-- start of Passage to read --

It is through such denial that the demonstrations can now somehow not be about ‘politics’ – the moral, economic and human costs of the radicals’ interest in the occupation, and its basic incompatibility with the liberal-parliamentary ideals of Israeli statists. A protest that called that other, deeper, division by name would differ as markedly from the present one as would a Berkeley ‘teach-in’ from a Sorellian general strike. That, we submit, is the true difference between the protests in Rothschild Boulevard and those in Tahrir Square.

-- end of Passage to read --
-- start of Items --

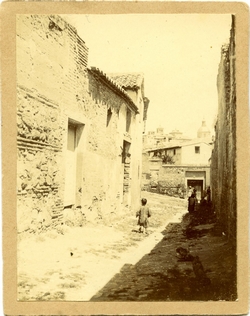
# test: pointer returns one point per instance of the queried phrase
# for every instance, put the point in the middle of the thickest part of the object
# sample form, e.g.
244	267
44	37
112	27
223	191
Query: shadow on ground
193	262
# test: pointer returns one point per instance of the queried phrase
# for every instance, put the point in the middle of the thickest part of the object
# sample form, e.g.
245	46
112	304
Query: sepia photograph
126	157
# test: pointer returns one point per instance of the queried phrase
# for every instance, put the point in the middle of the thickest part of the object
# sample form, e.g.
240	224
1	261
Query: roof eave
114	87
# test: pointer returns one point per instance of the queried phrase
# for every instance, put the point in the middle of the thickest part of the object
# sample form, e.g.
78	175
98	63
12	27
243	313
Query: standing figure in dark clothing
191	203
143	215
208	194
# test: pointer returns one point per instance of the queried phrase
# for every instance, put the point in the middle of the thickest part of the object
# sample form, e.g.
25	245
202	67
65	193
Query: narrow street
116	263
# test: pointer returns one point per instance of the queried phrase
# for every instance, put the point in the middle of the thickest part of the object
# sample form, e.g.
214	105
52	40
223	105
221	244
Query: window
128	121
197	149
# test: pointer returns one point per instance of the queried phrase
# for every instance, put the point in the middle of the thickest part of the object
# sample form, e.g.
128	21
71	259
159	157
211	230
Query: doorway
73	162
70	167
198	185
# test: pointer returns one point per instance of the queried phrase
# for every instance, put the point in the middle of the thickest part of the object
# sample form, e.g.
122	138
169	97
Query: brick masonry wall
54	86
223	165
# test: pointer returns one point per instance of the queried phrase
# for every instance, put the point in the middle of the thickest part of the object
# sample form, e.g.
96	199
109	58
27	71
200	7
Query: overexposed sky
179	55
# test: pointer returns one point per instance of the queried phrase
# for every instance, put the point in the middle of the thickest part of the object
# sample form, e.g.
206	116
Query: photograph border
9	10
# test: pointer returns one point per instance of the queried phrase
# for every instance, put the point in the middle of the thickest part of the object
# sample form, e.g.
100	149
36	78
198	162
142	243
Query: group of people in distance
144	212
192	199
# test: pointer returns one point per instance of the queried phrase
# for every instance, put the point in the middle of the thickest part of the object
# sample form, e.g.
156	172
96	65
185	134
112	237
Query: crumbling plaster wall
223	163
53	86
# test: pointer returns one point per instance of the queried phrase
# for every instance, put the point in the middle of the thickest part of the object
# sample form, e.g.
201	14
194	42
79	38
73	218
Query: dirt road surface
76	264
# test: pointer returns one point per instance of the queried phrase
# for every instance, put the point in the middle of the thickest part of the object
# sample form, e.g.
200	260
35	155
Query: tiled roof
131	81
115	86
179	144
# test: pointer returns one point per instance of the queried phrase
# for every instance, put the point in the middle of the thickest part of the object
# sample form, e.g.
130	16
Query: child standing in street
143	215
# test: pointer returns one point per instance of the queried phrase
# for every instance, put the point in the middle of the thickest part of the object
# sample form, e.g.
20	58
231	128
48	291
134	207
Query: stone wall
54	87
223	163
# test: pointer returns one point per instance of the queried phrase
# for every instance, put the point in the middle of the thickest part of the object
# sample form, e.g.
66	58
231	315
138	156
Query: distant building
203	131
159	139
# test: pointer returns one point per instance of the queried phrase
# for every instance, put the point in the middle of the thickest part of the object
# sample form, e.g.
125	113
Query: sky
178	54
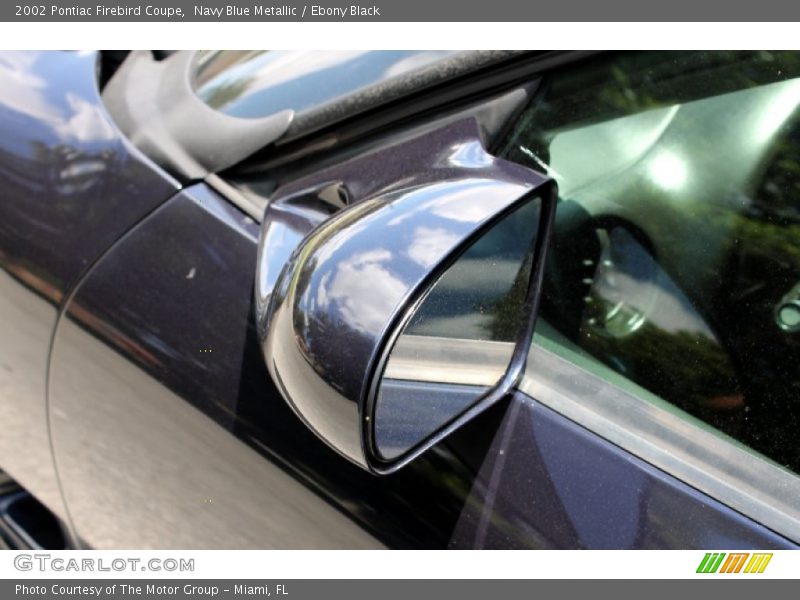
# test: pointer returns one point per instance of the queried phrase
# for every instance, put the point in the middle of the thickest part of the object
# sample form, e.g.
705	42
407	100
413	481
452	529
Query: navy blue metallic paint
207	454
353	277
70	185
166	426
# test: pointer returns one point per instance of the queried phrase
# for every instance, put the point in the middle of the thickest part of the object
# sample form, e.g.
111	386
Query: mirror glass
458	343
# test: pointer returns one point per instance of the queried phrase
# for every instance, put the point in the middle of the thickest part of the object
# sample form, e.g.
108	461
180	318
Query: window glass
259	83
676	259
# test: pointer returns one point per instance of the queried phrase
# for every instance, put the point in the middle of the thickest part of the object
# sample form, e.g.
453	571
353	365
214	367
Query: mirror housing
346	291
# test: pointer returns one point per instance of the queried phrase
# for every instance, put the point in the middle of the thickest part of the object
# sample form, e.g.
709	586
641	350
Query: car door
169	432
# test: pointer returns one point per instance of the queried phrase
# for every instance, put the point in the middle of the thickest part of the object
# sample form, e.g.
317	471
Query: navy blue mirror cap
346	288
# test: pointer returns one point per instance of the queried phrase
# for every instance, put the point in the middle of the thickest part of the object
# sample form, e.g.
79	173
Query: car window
676	258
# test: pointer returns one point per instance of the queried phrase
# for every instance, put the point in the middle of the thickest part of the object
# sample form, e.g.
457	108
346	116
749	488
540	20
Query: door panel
70	185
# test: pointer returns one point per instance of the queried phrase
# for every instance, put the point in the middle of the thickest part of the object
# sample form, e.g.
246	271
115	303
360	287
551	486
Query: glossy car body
136	405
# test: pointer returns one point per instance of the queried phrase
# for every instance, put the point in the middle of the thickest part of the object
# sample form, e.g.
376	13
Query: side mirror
411	310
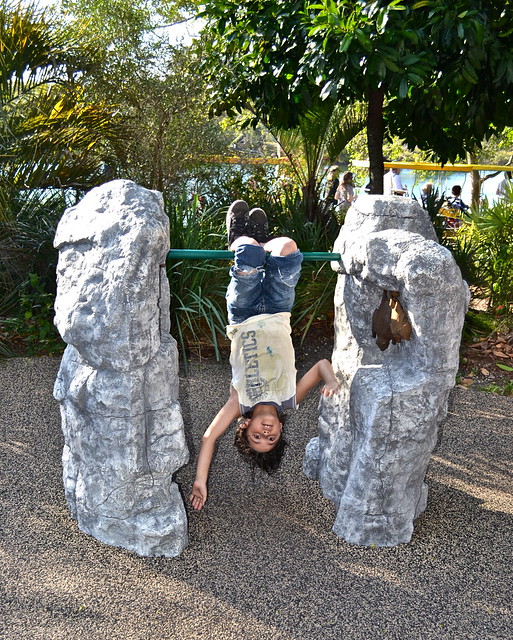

-- end of Items --

• **Written task**
Decide whether each statement agrees with the passage about the demonstrations, answering yes or no and quoting the words of the passage that settle it. (a) The passage compares the protests in Rothschild Boulevard with those in Tahrir Square. (b) The passage says a protest naming the deeper division would closely resemble the present one. (c) The passage calls the occupation compatible with the liberal-parliamentary ideals of Israeli statists.

• **Answer to this task**
(a) Yes: "the true difference between the protests in Rothschild Boulevard and those in Tahrir Square."
(b) No: "would differ as markedly from the present one as would a Berkeley ‘teach-in’ from a Sorellian general strike."
(c) No: "its basic incompatibility with the liberal-parliamentary ideals of Israeli statists."